- Task description
Each entry needs to be copied exactly, with nothing left out.
··· Extracted data
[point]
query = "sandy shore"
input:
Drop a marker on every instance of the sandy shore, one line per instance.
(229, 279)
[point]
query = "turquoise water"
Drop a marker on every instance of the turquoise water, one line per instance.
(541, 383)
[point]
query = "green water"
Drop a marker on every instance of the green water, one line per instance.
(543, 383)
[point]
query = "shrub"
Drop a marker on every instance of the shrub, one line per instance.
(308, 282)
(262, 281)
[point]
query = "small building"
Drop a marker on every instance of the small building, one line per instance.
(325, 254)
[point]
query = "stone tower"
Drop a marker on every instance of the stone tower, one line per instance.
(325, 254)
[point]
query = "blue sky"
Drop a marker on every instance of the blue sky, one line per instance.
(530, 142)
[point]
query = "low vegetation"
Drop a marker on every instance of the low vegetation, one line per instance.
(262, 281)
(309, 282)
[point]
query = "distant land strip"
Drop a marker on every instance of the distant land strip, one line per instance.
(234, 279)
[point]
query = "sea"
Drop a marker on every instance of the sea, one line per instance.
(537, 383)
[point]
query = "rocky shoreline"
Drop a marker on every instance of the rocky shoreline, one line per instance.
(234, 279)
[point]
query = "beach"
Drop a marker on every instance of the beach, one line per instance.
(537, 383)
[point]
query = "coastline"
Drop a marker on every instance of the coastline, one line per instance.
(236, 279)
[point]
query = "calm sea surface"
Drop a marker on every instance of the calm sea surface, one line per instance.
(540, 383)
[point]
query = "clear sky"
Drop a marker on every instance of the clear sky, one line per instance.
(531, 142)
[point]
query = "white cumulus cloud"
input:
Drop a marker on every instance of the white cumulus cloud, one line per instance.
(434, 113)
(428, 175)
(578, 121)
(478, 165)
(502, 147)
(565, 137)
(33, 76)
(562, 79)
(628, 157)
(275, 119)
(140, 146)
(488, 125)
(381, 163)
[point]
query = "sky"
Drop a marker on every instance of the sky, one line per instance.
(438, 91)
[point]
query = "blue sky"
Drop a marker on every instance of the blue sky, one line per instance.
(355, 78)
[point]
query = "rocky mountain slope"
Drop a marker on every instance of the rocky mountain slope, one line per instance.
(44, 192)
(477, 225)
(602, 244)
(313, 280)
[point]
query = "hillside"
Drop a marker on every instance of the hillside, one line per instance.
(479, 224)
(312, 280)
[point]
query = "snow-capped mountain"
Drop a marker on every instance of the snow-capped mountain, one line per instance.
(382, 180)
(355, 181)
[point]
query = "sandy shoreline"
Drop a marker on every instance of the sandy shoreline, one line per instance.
······
- Response to this exercise
[point]
query = "sandy shore"
input:
Drop a marker on every instance of the sandy shore, one line per instance.
(229, 279)
[point]
query = "turquoise water"
Drop a marker on every instance of the turquoise water, one line per instance.
(541, 383)
[point]
query = "green water"
Drop a marker on every instance of the green water, one line per instance.
(543, 383)
[point]
query = "shrub"
Drop a marker on every instance of the shrub, one line per instance.
(308, 282)
(262, 281)
[point]
query = "small building"
Drop a marker on every instance of the small building, one line per instance.
(325, 254)
[point]
query = "stone tower"
Drop a marker on every instance of the stone tower, one line per instance.
(325, 254)
[point]
query = "blue sky"
Drop a marker on every instance of the blue sky, one line per instance.
(530, 142)
[point]
query = "low vegetation"
Drop a marker on every instance of the low vegetation, one line per instance.
(262, 281)
(309, 282)
[point]
query = "distant land strip"
Drop a marker on every instance of the distant land strip, one line per instance.
(234, 279)
[point]
query = "sea"
Drop a marker on every instance of the sea, one line per instance.
(537, 383)
[point]
query = "rocky shoreline"
Drop a marker on every instance of the rocky shoreline, one line per instance.
(234, 279)
[point]
query = "beach"
Drop a marker on every instance of the beach, one line per instance.
(537, 383)
[point]
query = "coastline"
Drop a marker on every instance of the coastline, one line per instance.
(236, 279)
[point]
query = "calm sea surface"
Drop a marker on every instance of the calm sea surface, one line per instance.
(540, 383)
[point]
query = "clear sky"
Drop a marker on every instance of the clear sky, one line per instance.
(531, 142)
[point]
query = "white cumulus cloud"
input:
Drop a marker on every instance of the white cumulus cloud, one line per instance.
(434, 113)
(428, 175)
(578, 121)
(478, 165)
(502, 147)
(565, 137)
(33, 76)
(562, 79)
(628, 157)
(275, 119)
(140, 146)
(488, 125)
(381, 163)
[point]
query = "sky"
Drop a marker on every instance of the sky, one line per instance.
(438, 91)
[point]
query = "blue sky"
Drop a marker on every instance of the blue sky, one line per instance.
(355, 78)
[point]
query = "rocky mountain slope"
Drop a marker on every instance of the rocky mountain slope, one line per instance.
(44, 192)
(477, 225)
(602, 244)
(313, 280)
[point]
query = "hillside"
Drop a marker on every instance of the hillside, one line per instance.
(479, 224)
(312, 280)
[point]
query = "snow-capped mountain"
Drop a marker on every instance of the snow-capped mountain, one line per instance.
(382, 180)
(355, 181)
[point]
query = "sandy shoreline"
Drop a marker on every instance of the sandy shoreline, one line per instance.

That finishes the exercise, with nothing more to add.